■ WHAT THIS TASK INVOLVES
Rewrite the records below, swapping every "Target" for "Object" and leaving everything else untouched.
╭──
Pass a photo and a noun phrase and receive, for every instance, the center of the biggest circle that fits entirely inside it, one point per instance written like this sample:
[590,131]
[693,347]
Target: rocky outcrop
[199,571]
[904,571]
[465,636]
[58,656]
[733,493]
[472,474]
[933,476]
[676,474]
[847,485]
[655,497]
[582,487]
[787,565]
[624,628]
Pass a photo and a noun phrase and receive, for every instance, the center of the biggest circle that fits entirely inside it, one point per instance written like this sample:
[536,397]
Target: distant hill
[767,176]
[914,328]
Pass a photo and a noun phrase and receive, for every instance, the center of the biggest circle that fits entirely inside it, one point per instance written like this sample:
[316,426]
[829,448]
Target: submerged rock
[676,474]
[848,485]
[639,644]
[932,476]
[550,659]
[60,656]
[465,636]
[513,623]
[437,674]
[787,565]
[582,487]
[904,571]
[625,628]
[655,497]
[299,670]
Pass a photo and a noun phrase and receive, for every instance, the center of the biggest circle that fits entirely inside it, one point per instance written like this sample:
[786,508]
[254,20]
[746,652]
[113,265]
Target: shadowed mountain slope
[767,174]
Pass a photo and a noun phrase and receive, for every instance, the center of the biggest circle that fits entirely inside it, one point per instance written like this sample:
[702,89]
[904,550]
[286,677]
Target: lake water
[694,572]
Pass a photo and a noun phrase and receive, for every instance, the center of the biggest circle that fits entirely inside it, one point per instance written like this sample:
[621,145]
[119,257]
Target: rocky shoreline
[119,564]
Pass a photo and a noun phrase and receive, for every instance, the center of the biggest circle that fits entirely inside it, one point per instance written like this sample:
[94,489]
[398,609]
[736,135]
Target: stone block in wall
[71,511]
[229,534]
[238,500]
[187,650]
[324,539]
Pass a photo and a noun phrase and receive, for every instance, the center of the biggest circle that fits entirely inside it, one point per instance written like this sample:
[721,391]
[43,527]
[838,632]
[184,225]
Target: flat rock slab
╰──
■ TASK ANSWER
Pass a photo and a noun phrase and receive, for every instance, the center of the biggest circle that fits entirely inside it, one point per instance written like this sample:
[590,131]
[693,347]
Object: rocky outcrop
[199,571]
[904,571]
[465,636]
[58,656]
[733,493]
[472,474]
[933,476]
[676,474]
[847,485]
[655,497]
[582,487]
[787,565]
[624,628]
Pass a photo and a noun phrase and receive, for every instance, the center of the biggest circle that fits entirely inside it, one point per instance written like this sample:
[536,397]
Object: distant hill
[767,176]
[914,328]
Pass a photo and a noun phrase and receive, for every instance, the center of the biggest circle that fits entirely inside it, one point per instance written like this sample:
[316,426]
[829,448]
Object: submerged rock
[676,474]
[848,485]
[639,644]
[932,476]
[550,659]
[60,656]
[465,636]
[513,623]
[437,674]
[787,565]
[582,487]
[904,571]
[625,628]
[655,497]
[299,670]
Pass a photo and a noun phrase and receive, for every instance, the center of the biggest circle that fits entirely inside it, one point per instance written like this sample:
[786,508]
[254,20]
[746,652]
[113,265]
Object: shadowed mountain slope
[767,174]
Pass a photo and a noun phrase and receive, for every instance, the center of the biggest circle that fits entirely inside it, one point per instance written like this sample:
[702,89]
[904,550]
[286,677]
Object: lake water
[694,572]
Pass a photo and a noun phrase and receive, for every instance, the center of the biggest circle that fits entirely inside it, one point per instance written like this sample:
[621,145]
[119,257]
Object: rocky shoreline
[119,564]
Pass a photo and a noun phrase and receive, for every instance, the center of the biggest circle that fits entirely inside it, one point per instance written like this sample:
[94,489]
[398,609]
[736,135]
Object: stone block in wall
[71,511]
[229,534]
[238,500]
[187,650]
[324,539]
Pass a photo and a noun phrase and receive, for every instance, the center of the biggest circle that fits entirely inside it, one point per instance written like this sample:
[721,391]
[43,527]
[838,632]
[184,225]
Object: flat rock slab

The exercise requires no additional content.